▶ [Exercise objective]: Word for word, give again the line holding "Every instance of the shoelace" and each line after it to the end of the listing below.
☆ ☆ ☆ ☆
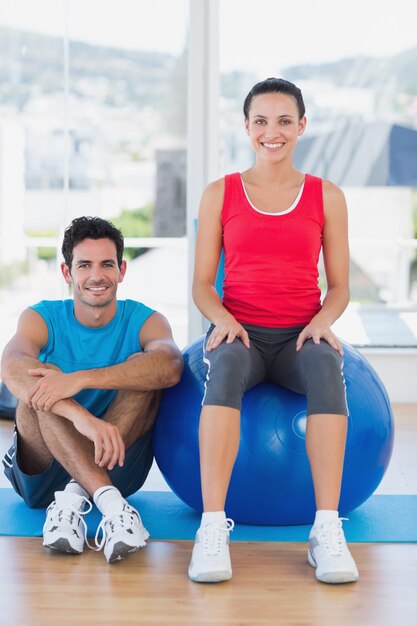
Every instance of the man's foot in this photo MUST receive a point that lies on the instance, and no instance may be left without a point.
(210, 561)
(65, 529)
(329, 554)
(123, 532)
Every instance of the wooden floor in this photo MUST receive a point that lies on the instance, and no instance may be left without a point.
(272, 582)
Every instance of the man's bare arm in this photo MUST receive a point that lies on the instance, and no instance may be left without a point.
(157, 367)
(21, 355)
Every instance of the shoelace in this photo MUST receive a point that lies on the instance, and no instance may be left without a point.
(333, 538)
(121, 519)
(214, 536)
(67, 513)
☆ ☆ ☆ ☆
▶ [Expected answer]:
Every instance of the shoelace in this photo MUST receive a point that lies on the instance, and no instance may be left without a point.
(333, 538)
(121, 519)
(214, 536)
(67, 513)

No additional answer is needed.